_Document_.

********************

18 NovGeotextiles Support Chesapeake Bay Restoration Project
Restoring the Chesapeake Bay’s Poplar Island
An environmental restoration project in the Chesapeake Bay is bringing Poplar Island back to its natural state. Years of coastal erosion destroyed the small community and wiped out the island’s natural ecosystem.
The Poplar Island Expansion project marries heavy civil engineering and environmental resiliency to produce a lasting legacy in the Chesapeake Bay.
Since the early 2000s, the island has been replenished with dredge spoils from the Port of Baltimore’s shipping lanes. A combination of coastal protection structures and geosynthetics secure and stabilize the vulnerable site that sits off the coast of Talbot County, Maryland. Years of collaboration from engineers, government agencies, environmental consultants, dredgers and contractors is paying off and bringing natural splendor back to the remote Chesapeake Bay island.

********************

(Excerpts from a point labeling dataset)
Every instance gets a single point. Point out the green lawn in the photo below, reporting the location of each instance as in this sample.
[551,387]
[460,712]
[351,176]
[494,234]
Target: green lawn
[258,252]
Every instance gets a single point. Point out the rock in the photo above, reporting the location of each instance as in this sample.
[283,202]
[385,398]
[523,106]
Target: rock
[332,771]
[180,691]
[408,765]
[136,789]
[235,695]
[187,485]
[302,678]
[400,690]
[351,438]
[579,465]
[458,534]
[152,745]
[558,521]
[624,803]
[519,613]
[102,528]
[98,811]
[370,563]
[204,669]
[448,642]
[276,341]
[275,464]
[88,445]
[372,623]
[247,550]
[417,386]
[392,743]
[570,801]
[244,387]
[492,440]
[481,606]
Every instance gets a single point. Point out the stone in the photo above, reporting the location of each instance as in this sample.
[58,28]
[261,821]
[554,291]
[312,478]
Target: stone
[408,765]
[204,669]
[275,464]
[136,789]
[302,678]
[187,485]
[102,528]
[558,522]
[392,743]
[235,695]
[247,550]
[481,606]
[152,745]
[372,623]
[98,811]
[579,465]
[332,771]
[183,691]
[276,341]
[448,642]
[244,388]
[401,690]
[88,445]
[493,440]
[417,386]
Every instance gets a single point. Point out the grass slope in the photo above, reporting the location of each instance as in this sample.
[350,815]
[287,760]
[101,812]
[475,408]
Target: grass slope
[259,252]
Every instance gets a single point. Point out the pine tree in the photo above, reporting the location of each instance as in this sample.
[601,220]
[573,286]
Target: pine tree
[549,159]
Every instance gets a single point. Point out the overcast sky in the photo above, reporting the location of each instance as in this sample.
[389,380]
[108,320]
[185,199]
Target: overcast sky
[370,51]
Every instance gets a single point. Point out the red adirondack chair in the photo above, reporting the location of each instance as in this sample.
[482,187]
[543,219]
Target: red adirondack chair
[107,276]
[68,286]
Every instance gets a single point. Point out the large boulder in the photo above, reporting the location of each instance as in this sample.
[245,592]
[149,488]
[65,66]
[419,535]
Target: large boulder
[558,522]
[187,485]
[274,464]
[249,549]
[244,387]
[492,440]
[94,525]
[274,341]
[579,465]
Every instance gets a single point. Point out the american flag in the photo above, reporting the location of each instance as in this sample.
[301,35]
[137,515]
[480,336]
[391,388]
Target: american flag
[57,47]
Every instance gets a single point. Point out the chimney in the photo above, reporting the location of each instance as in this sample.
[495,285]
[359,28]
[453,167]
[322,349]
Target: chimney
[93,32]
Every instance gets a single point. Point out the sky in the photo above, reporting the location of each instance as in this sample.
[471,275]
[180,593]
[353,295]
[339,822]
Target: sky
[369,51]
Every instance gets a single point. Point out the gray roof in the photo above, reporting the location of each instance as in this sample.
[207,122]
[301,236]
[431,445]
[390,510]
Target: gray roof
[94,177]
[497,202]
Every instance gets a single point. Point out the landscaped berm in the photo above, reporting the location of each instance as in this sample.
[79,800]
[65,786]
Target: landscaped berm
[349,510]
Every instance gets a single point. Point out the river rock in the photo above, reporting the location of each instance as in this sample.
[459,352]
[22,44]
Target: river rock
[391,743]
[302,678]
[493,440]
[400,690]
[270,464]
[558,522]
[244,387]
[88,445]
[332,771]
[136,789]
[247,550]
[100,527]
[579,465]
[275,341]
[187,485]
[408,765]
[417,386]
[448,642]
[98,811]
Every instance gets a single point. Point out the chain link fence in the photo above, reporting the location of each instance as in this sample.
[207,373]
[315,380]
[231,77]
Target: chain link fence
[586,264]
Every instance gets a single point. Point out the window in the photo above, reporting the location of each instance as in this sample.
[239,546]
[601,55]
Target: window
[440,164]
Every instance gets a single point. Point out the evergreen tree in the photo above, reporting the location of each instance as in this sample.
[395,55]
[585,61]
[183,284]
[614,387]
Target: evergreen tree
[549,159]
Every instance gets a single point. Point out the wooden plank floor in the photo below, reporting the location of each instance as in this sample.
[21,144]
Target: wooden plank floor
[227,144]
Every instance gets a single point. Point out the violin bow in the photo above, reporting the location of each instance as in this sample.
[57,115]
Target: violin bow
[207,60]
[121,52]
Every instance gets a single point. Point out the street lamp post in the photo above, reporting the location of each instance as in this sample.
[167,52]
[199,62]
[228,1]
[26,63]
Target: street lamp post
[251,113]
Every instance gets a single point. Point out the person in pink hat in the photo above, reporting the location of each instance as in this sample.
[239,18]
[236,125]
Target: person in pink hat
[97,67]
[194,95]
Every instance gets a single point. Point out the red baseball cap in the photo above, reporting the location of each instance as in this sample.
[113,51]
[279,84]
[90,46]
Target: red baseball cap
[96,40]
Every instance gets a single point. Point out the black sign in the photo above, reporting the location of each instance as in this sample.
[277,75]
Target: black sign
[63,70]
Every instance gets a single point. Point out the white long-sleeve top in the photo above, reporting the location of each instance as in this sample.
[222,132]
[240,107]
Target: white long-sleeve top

********************

_Directions_.
According to the Poplar Island article, what material has been used to replenish the island since the early 2000s? The records are not needed for the work on this page.

_Expected output_.
Dredge spoils from the Port of Baltimore's shipping lanes.